§ Aufgabe 1
Was meint der Text über Aharon Appelfeld, wenn er „Katerina“ als „schlicht und bedrückend in allen Bestandteilen“ bezeichnet? Antworte in ein bis drei Sätzen.

§ Textauszug
Ein Dorf im Judenhass
1932 kam er zur Welt, bei Czernowitz in der Bukowina, in einer Familie assimilierter Juden. Als Kind erlebte Aharon Appelfeld die Schrecken der Deportationen, er hat den Holocaust knapp überlebt. Nach dem Krieg, in Israel, wurde Appelfeld Literatur-Professor und Schriftsteller.
Seine Texte kreisen um die immer gleichen Themen: um die Traumata der Überlebenden und die verschüttete Welt seiner Kindheit. Bei Rowohlt Berlin erschien nun ein Roman von 1992. "Katerina". Ein Stück Prosa von quälender Ausweglosigkeit, schlicht und bedrückend in allen Bestandteilen: Kulisse und Figur, Story und Mission.

§ Aufgabe 2
Gib sämtliche Zeilen der Auflistung unten als nummerierte Liste wieder und lass die Leerzeilen weg.

§ Material zur Übung
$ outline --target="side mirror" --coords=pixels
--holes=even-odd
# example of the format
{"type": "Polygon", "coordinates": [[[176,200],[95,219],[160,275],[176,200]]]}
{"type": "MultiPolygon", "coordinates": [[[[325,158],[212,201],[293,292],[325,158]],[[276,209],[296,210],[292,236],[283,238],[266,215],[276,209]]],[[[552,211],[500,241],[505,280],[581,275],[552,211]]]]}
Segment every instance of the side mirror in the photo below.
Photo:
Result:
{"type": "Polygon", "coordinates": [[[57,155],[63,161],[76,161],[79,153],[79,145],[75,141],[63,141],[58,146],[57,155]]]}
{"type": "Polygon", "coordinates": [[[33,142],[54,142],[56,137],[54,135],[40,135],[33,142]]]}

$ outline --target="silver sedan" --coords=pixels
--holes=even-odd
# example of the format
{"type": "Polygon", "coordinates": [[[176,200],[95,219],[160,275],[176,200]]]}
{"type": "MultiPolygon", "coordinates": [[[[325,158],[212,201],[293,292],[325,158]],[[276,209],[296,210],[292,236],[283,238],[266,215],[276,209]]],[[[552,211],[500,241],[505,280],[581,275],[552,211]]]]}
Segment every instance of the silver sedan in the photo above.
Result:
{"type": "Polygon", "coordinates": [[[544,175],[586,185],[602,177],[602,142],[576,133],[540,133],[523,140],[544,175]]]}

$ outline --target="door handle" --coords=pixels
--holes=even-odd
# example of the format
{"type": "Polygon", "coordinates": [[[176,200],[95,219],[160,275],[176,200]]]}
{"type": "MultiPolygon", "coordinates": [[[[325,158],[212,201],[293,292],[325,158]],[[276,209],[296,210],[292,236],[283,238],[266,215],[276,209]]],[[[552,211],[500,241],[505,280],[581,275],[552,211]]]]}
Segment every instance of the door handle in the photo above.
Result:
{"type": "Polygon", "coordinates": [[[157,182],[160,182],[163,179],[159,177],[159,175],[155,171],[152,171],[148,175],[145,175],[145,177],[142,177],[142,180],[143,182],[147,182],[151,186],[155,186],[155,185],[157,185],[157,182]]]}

§ Schriftliche Antwort 1
Gemeint sind alle Bestandteile des Romans: Kulisse und Figur, Story und Mission. Jeder davon ist laut Text schlicht und bedrückend, sodass „Katerina“ als Prosa von quälender Ausweglosigkeit erscheint.

§ Schriftliche Antwort 2
1. $ outline --target="side mirror" --coords=pixels
2. --holes=even-odd
3. # example of the format
4. {"type": "Polygon", "coordinates": [[[176,200],[95,219],[160,275],[176,200]]]}
5. {"type": "MultiPolygon", "coordinates": [[[[325,158],[212,201],[293,292],[325,158]],[[276,209],[296,210],[292,236],[283,238],[266,215],[276,209]]],[[[552,211],[500,241],[505,280],[581,275],[552,211]]]]}
6. Segment every instance of the side mirror in the photo below.
7. Photo:
8. Result:
9. {"type": "Polygon", "coordinates": [[[57,155],[63,161],[76,161],[79,153],[79,145],[75,141],[63,141],[58,146],[57,155]]]}
10. {"type": "Polygon", "coordinates": [[[33,142],[54,142],[56,137],[54,135],[40,135],[33,142]]]}
11. $ outline --target="silver sedan" --coords=pixels
12. --holes=even-odd
13. # example of the format
14. {"type": "Polygon", "coordinates": [[[176,200],[95,219],[160,275],[176,200]]]}
15. {"type": "MultiPolygon", "coordinates": [[[[325,158],[212,201],[293,292],[325,158]],[[276,209],[296,210],[292,236],[283,238],[266,215],[276,209]]],[[[552,211],[500,241],[505,280],[581,275],[552,211]]]]}
16. Segment every instance of the silver sedan in the photo above.
17. Result:
18. {"type": "Polygon", "coordinates": [[[544,175],[586,185],[602,177],[602,142],[576,133],[540,133],[523,140],[544,175]]]}
19. $ outline --target="door handle" --coords=pixels
20. --holes=even-odd
21. # example of the format
22. {"type": "Polygon", "coordinates": [[[176,200],[95,219],[160,275],[176,200]]]}
23. {"type": "MultiPolygon", "coordinates": [[[[325,158],[212,201],[293,292],[325,158]],[[276,209],[296,210],[292,236],[283,238],[266,215],[276,209]]],[[[552,211],[500,241],[505,280],[581,275],[552,211]]]]}
24. Segment every instance of the door handle in the photo above.
25. Result:
26. {"type": "Polygon", "coordinates": [[[157,182],[160,182],[163,179],[159,177],[159,175],[155,171],[152,171],[148,175],[145,175],[145,177],[142,177],[142,180],[143,182],[147,182],[151,186],[155,186],[155,185],[157,185],[157,182]]]}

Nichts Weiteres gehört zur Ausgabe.